#### PROBLEM TO SOLVE:
Reproduce the material below word for word, leaving out the pictures.

#### RECORDS SHOWN:
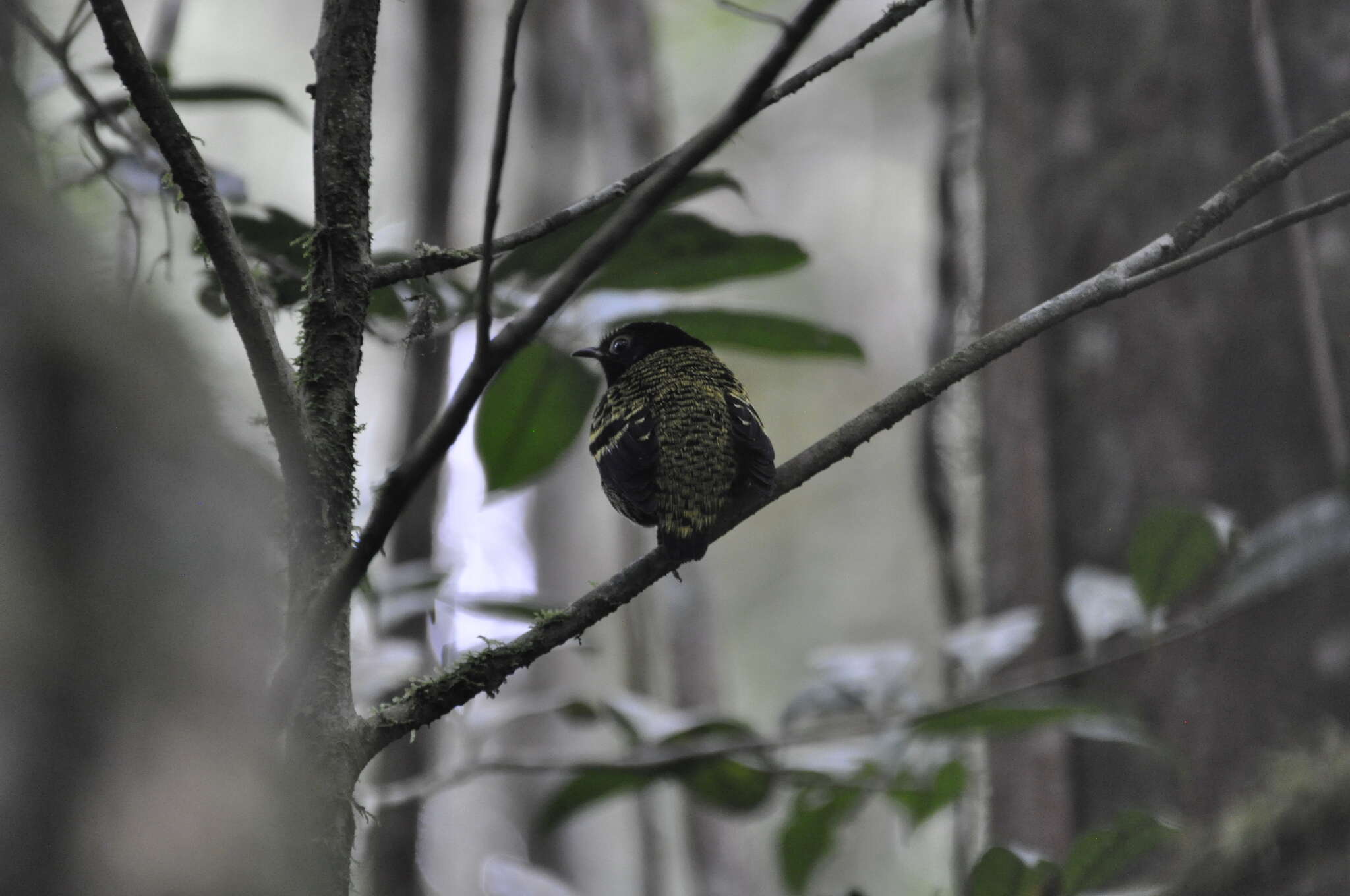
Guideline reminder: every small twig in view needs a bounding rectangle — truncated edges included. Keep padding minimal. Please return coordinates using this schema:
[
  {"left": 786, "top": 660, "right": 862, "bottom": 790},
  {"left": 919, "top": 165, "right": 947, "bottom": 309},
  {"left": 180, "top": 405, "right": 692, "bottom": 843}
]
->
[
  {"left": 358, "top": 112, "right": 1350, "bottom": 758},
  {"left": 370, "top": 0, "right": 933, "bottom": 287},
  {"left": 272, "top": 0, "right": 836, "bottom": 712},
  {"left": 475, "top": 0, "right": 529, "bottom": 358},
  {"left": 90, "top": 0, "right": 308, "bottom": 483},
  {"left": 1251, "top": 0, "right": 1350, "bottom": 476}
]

#### SOLUTION TO THE EXERCISE:
Guideline reminder: every small twig in view needs a bounding rectangle — truncated edges included. Keep padding minimal. Please return coordinates using this schema:
[
  {"left": 786, "top": 660, "right": 862, "bottom": 790},
  {"left": 919, "top": 165, "right": 947, "bottom": 309},
  {"left": 180, "top": 405, "right": 692, "bottom": 843}
]
->
[
  {"left": 358, "top": 112, "right": 1350, "bottom": 758},
  {"left": 370, "top": 0, "right": 933, "bottom": 287},
  {"left": 272, "top": 0, "right": 836, "bottom": 712},
  {"left": 475, "top": 0, "right": 529, "bottom": 358},
  {"left": 90, "top": 0, "right": 308, "bottom": 483},
  {"left": 1251, "top": 0, "right": 1350, "bottom": 476}
]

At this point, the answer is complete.